Kendrick Lamar – « Wesley’s Theory »

On aurait pu tirer à peu près n’importe quelle piste de To Pimp a Butterfly, mais cela aurait été nier l’évidence : rarement album aura jouit d’une entrée en matière aussi forte que « Wesley’s Theory ». En quelques phrases, Kendrick Lamar plante son concept (la mue de l’artiste en gagneuse de l’Oncle Sam) et ses thèmes (la place des artistes afro-américains – donc la sienne – dans la société) dans un foisonnement d’images (l’industrie musicale en première petite amie) et de métaphores (il est allé repêcher Wesley Snipes !) qui se répondent et s’entremêlent avec une vraie virtuosité. La production enlevée de quelques arrangements somptueux et l’interprétation habitée parachèvent une introduction à l’image de l’album : riche, entraînante et par-dessus tout éclairée. Qu’elles le sauvent ou non, la lucidité et la pertinence dont Kendrick fait preuve face à son statut lui auront déjà permis de parapher quelques-unes des plus belles pages du rap américain des années 2010. — David²

Boogie – « Oh My »

§ **DONNÉES EXTRAITES**
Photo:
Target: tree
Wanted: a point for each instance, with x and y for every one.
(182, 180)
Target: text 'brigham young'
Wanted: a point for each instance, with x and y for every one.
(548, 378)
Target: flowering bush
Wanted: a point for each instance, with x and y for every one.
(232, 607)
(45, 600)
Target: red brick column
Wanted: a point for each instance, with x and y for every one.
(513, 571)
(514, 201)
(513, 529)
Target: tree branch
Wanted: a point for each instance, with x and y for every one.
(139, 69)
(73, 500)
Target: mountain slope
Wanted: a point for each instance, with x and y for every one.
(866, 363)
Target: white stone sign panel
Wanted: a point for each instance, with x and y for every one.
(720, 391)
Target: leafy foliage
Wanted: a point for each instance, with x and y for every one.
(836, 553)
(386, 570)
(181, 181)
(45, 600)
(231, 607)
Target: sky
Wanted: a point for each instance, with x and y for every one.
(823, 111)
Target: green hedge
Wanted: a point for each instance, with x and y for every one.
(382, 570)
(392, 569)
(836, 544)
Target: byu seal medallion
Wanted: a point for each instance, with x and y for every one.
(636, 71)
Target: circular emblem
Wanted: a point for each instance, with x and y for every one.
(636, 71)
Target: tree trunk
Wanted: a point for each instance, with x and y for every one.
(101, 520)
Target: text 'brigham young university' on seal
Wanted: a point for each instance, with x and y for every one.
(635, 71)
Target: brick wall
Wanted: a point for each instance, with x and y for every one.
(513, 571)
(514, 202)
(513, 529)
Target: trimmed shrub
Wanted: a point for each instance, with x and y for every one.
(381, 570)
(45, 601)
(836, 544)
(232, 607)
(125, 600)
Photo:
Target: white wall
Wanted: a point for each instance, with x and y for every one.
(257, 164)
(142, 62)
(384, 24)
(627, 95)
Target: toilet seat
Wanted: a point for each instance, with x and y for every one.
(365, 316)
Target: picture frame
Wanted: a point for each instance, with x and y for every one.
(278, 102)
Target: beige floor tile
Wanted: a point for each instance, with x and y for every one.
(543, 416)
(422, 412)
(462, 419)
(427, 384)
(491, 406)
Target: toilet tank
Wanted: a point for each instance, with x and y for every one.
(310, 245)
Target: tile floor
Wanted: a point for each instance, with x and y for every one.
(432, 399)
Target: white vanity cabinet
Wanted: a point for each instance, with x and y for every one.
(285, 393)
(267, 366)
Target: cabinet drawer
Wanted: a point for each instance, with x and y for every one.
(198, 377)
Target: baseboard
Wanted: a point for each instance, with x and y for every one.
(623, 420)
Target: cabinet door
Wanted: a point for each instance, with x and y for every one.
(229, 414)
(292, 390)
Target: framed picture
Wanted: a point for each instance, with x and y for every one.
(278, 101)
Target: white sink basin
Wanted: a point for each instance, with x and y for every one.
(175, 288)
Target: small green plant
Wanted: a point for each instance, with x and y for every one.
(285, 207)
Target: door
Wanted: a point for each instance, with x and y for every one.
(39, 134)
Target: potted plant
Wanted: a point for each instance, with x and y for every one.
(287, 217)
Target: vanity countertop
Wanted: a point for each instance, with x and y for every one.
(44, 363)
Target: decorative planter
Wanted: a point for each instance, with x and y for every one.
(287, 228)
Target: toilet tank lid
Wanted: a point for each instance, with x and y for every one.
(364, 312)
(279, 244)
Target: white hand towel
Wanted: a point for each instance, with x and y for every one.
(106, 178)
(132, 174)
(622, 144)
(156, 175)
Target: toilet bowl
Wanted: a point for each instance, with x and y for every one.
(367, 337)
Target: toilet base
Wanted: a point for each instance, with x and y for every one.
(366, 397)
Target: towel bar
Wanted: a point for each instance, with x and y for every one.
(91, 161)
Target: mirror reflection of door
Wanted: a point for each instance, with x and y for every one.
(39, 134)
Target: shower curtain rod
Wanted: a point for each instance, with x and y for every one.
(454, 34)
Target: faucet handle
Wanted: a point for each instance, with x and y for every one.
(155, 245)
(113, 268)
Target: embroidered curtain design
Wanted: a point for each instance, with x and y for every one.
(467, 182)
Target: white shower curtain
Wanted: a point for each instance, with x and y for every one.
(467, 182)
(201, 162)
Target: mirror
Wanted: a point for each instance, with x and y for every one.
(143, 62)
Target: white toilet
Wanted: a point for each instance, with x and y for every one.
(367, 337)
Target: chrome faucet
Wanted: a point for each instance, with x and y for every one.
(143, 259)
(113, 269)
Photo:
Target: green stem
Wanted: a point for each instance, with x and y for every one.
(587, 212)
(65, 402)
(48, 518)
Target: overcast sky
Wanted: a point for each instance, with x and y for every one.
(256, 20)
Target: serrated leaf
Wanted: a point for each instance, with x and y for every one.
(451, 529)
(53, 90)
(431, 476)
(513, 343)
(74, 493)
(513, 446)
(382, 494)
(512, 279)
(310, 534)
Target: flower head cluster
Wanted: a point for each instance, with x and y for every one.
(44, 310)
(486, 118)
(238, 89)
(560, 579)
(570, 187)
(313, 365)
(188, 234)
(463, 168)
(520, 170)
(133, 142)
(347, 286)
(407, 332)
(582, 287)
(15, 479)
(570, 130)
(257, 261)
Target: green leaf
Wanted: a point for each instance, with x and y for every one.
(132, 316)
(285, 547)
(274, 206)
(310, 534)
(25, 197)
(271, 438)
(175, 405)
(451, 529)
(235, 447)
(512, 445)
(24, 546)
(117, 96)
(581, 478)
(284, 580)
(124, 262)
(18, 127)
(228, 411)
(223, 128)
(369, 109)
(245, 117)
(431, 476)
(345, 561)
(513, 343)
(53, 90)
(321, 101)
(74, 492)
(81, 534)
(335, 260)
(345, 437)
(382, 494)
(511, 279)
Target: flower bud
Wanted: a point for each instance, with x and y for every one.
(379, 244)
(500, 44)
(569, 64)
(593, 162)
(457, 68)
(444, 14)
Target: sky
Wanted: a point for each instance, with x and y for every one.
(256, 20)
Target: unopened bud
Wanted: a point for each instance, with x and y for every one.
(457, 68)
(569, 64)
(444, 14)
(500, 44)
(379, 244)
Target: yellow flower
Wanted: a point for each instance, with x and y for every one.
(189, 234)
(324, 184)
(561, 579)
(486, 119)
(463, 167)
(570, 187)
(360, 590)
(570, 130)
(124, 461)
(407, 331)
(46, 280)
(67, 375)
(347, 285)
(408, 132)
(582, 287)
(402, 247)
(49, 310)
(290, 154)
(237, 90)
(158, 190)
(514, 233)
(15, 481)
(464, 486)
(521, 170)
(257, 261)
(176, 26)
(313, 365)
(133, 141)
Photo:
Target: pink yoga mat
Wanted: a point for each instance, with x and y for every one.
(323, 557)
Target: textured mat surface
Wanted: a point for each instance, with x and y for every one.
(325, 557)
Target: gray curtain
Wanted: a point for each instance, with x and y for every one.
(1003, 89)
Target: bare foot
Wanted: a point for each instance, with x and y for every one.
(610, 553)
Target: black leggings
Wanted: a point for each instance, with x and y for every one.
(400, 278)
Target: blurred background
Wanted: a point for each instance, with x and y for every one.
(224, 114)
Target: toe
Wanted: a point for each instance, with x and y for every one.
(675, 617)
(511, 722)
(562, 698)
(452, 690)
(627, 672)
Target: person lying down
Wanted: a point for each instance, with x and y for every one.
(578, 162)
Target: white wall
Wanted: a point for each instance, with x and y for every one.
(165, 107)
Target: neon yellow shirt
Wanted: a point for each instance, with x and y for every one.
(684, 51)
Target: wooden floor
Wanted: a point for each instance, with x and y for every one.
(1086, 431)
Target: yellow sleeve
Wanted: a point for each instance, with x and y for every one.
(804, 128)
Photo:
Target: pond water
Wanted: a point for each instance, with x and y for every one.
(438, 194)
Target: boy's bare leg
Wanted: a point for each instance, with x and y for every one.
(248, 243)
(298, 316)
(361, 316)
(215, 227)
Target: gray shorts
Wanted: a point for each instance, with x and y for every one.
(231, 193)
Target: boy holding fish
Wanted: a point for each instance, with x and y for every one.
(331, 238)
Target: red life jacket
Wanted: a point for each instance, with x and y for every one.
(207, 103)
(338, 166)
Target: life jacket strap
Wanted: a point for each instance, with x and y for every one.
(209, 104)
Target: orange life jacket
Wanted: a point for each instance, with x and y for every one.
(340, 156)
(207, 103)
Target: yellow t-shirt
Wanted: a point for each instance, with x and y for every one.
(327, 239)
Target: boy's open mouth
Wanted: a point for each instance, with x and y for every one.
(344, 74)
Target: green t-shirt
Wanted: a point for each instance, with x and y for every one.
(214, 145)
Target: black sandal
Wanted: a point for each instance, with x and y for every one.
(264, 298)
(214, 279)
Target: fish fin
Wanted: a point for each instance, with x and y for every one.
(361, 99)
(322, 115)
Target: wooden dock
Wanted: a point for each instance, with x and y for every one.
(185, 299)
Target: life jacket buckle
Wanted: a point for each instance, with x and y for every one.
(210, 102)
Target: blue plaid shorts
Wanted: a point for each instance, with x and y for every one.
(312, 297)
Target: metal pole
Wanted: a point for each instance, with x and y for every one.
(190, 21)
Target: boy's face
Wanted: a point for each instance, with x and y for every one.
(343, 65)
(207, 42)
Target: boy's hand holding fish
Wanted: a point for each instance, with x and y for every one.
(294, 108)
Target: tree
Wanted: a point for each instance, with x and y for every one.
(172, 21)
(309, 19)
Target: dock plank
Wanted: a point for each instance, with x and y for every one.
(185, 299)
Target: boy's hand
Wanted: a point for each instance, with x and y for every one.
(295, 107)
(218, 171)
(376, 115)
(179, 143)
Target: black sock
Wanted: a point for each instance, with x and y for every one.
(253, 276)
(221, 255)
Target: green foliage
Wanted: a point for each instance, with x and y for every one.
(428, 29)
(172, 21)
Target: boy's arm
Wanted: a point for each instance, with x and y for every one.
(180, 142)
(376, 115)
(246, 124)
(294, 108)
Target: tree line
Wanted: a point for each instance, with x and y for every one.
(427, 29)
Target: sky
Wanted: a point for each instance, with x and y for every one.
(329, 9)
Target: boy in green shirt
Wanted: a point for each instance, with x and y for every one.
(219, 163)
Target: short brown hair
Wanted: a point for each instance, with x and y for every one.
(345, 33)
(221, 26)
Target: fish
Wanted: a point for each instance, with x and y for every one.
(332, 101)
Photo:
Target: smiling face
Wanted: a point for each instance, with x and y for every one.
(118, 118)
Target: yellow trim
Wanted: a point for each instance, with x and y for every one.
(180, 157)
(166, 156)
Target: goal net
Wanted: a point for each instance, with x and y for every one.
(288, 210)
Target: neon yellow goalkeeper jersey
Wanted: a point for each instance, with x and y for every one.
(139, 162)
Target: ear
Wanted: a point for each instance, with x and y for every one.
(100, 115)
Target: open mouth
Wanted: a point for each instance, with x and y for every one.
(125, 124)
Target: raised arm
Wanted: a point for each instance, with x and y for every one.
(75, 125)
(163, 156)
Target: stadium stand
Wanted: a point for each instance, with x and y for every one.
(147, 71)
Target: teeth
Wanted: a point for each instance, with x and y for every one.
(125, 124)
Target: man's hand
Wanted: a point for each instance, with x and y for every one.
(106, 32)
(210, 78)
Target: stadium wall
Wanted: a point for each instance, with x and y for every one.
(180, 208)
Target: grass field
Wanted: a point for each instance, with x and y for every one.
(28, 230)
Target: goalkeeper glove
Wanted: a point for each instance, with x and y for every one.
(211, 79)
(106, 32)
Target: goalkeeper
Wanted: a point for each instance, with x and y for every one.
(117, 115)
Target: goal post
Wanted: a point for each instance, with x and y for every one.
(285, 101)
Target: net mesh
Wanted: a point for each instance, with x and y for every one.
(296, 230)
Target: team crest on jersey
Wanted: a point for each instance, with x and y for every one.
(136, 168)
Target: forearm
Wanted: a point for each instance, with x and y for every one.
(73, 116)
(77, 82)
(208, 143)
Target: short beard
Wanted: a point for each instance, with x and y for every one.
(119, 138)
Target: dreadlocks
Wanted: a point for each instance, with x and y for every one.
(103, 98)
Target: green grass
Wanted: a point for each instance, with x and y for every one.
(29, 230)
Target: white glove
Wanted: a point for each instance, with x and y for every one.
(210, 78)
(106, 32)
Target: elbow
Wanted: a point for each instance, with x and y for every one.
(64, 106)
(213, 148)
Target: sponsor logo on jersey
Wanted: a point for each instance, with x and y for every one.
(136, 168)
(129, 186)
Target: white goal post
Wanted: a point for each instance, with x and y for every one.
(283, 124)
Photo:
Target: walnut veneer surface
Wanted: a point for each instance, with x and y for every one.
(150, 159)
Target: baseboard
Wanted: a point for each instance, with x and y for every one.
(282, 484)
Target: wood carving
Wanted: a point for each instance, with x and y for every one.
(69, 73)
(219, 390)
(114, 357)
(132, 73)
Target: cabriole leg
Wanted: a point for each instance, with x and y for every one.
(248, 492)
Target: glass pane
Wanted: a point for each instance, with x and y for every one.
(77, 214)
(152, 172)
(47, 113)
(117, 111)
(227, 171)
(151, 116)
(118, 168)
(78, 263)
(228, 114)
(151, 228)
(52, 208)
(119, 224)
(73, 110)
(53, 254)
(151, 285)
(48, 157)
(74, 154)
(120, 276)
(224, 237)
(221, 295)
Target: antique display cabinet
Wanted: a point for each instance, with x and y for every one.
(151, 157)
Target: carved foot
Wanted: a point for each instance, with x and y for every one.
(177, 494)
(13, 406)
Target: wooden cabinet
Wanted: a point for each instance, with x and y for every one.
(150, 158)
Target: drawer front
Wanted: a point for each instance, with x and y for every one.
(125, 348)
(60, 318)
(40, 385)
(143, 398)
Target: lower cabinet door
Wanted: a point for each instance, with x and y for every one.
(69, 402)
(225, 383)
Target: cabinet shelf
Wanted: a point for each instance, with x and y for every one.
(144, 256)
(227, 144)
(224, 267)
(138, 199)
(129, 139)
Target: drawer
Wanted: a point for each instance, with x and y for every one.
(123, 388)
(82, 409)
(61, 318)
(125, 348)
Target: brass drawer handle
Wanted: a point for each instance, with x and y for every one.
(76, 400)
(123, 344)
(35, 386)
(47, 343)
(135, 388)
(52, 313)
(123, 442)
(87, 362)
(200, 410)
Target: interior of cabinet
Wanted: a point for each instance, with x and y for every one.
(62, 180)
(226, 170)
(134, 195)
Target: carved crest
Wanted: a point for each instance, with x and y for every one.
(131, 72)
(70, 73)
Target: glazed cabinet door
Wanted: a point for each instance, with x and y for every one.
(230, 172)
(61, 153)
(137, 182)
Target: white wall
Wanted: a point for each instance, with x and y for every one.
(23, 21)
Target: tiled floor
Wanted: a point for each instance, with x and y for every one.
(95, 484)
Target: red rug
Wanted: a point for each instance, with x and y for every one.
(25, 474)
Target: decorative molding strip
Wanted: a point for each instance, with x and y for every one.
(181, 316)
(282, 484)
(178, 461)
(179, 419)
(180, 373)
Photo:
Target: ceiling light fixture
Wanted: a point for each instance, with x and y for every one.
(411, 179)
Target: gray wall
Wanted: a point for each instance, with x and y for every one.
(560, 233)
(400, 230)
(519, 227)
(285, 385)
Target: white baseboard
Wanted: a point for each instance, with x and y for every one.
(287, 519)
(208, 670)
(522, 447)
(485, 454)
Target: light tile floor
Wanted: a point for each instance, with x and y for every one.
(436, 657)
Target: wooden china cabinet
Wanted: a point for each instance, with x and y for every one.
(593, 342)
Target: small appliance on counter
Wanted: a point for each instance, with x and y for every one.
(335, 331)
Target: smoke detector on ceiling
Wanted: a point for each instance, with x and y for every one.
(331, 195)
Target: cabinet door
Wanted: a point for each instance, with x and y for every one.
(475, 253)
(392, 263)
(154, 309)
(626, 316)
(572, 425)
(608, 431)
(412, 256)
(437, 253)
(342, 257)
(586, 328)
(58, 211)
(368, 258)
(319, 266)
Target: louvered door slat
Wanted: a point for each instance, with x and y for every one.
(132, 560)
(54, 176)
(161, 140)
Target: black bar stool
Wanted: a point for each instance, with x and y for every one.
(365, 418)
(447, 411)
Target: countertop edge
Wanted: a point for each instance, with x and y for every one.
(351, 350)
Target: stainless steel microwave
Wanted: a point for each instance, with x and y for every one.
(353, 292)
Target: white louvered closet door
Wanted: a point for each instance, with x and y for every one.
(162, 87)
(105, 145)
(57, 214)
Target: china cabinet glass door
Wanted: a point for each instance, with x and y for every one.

§ **CONSIGNE**
Prolongez le texte de chroniques de morceaux de rap à partir de sa dernière ligne.

§ **RÉPONSE ATTENDUE**
Le jeune rappeur californien Boogie a passé une grosse année 2014 avec Thirst 48, un premier album consistant. Les comparaisons avec Kendrick Lamar ou Chance The Rapper sont tentantes mais Boogie développe une autre touche dans cette nonchalance, parfaitement mise en valeur sur « Bitter Raps », sa ballade douce-amère. Cette fois-ci, il est monté d’un cran avec « Oh My », premier extrait de son nouvel album The Reach. De retour depuis « Hot N*gga », Jahlil Beats signe un brûlot que Boogie s’empresse de transformer en gimmick entêtant. Toujours réalisé par Jack Wagner, le visuel sublime l’énergie du titre devenu depuis le premier tube de Boogie. The Reach reprend là où Section 80 et Acid Rap nous avaient laissés. Définitivement un disque à écouter. — Lecaptainnemo

Deceptikonz – « Blood In Blood Out » (ft. David Dallas)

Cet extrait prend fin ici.